_Gestellte Aufgabe 1:_ Gib aus dem Artikel über Freya Klier einen Abschnitt wortgetreu wieder. Beginne bei den Worten „Dementsprechend schwärmt der“ und höre nach „vielen sozialistischen Genossen.“ auf.
_Gestellte Aufgabe 2:_ Führe den Artikel über Freya Klier im Anschluss an seinen letzten Satz weiter.

===== Textausschnitt =====

Karl Nolle, MdL

welt-online, 22.11.2011

Freya Klier: Das braune Erbe des Sozialismus

Schon zu Wendezeiten stand Freya Klier auf einer Mordliste der ostdeutschen Neonazis. Sie beschreibt deren Wurzeln in der DDR und erklärt, warum man trotzdem das Gespräch suchen muss
 
Schon zu Wendezeiten stand Freya Klier auf einer Mordliste der ostdeutschen Neonazis. Sie beschreibt deren Wurzeln in der DDR und erklärt, warum man trotzdem das Gespräch suchen muss

Im Jahre 1993 füllte der Bundesvorsitzende der Republikaner, Franz Schönhuber, die zu dieser Zeit dünne westliche Personaldecke seiner Partei mit Kadern aus dem Osten auf. Für besonders förderungswürdig aber hielt er einen Professor, der zuvor langjähriges SED-Mitglied und Leiter des Bereiches Soziologie an der Sektion Wissenschaftlicher Kommunismus der Karl-Marx-Universität Leipzig war. Dieser wurde sächsischer Landesvorsitzender der rechtsradikalen Republikaner. Im Juni 1993 stand ein Parteitag in Augsburg an und mit ihm ein "Akt der nationalen Versöhnung".

Dementsprechend schwärmt der Parteichef von der DDR. Mal fand er: "Die DDR war viel deutscher als die Bundesrepublik. Hier herrschte noch Familiensinn und nicht diese Ellbogengesellschaft." Mal lobte er den "ordentlichen Stechschritt" in der DDR, mal deren "weitgehende Ausländerfreiheit". Diese Sichtweise teilte Schönhuber mit etlichen Bürgern der verblichenen DDR und vielen sozialistischen Genossen.

Dabei hatte Schönhuber noch gar nicht realisiert, was diese Genossen im Osten noch alles auf der Pfanne hatten: Einen über 40 Jahre gepflegten Antisemitismus sowie einen Zangengriff für die extreme Minderheit von Ausländern, die sich vorübergehend in der abgeschotteten DDR aufhalten durften. Denn es herrschte nach der millionenfachen Flucht von DDR-Bürgern ein solch permanenter Arbeitskräftemangel, dass die sozialistische Führung sich Ende der 70er-Jahre schweren Herzens entschloss, Kontingente von Vietnamesen und Mosambikanern hereinzulassen - für jeweils drei Jahre, dann wurden sie gegen die nächsten ausgetauscht.

===== Vorliegende Einträge =====

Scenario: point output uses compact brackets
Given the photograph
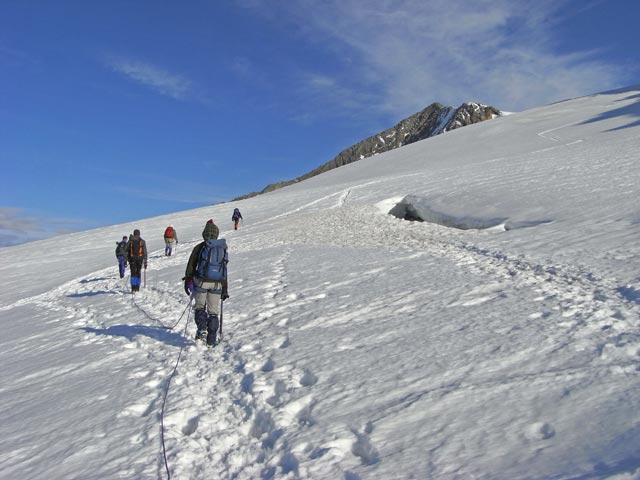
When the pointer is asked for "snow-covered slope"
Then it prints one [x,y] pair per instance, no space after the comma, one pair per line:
[357,345]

=====

_Antwort 1:_
Dementsprechend schwärmt der Parteichef von der DDR. Mal fand er: "Die DDR war viel deutscher als die Bundesrepublik. Hier herrschte noch Familiensinn und nicht diese Ellbogengesellschaft." Mal lobte er den "ordentlichen Stechschritt" in der DDR, mal deren "weitgehende Ausländerfreiheit". Diese Sichtweise teilte Schönhuber mit etlichen Bürgern der verblichenen DDR und vielen sozialistischen Genossen.

_Antwort 2:_
"Fidschis und Mozis" aber waren in abgesonderten Wohntrakts untergebracht, die offiziellen Gaststätten waren ihnen verwehrt. Sie durften die Stadt nicht ohne Genehmigung verlassen, mussten in den Betrieben niedere Arbeiten verrichten und sollten gar nicht erst Deutsch lernen. Vor allem - und das lässt jeden Rechtsradikalen noch immer jubeln - standen ihre Frauen unter Abtreibungszwang. Gibt es ein rechtsradikaleres Programm? Die, die solches praktizierten, spielen heute Die Linke. Und schoben schon kurz nach dem Mauerfall dem Westen ihre eigenen praktizierten Miesheiten in die Schuhe.

Denn Rechtsradikalismus brach sich nun ungehindert Bahn. Im September 1990 veröffentlichte ich in der "Allgemeinen Jüdischen Wochenzeitung" meinen Essay über Antisemitismus und Ausländerfeindlichkeit, den ich in tiefen DDR-Zeiten verfasst hatte. Das brachte mir Platz acht auf der Mordliste der DDR-Neonazis ein, wie mir ein Aussteiger Jahre später eingestand. Ich hatte geschrieben, was in unserem durchorganisierten deutschen Blockwartsystem so passierte, als die "BRD" im Osten noch gar nicht präsent war.

Ich schrieb von den Vietnamesinnen und meiner alten jüdischen Freundin Johanna, die den Nazi, der sie 1935 vergewaltigt und in die Elbe gestoßen hatte, nun als Parteisekretär der SED vor sich sitzen sah. Ich schrieb von unserem kleinen antirassistischen Theaterstück, das ich 1986 mit zwei Berliner Jugendlichen einstudiert hatte, die aus einer deutsch-sudanesischen Studentenliaison hervorgegangen waren. Die Jungen wuchsen als "Nigger" und "Kohle" auf und mussten schließlich in eine Armeesondereinheit gesteckt werden, damit sie die NVA heil überstanden. Auch dieses Theaterstück studierten wir zu einer Zeit ein, da der antifaschistische Schutzwall uns noch vor den West-Nazis schützte. In plastischer Erinnerung stand mir jene Fascho-Horde, die im Oktober 1987 mit "Sieg Heil!" und "Juden raus aus deutschen Kirchen!" die Nachbarskirche überfallen und dort mit Flaschenhälsen auf fliehende Punker eingestochen hatte. Ein Jahr zuvor hatte ich mit ein paar Freunden Unterschriften gesammelt, um das Plattwalzen des jüdischen Friedhofs Berlin-Weißensee zu verhindern.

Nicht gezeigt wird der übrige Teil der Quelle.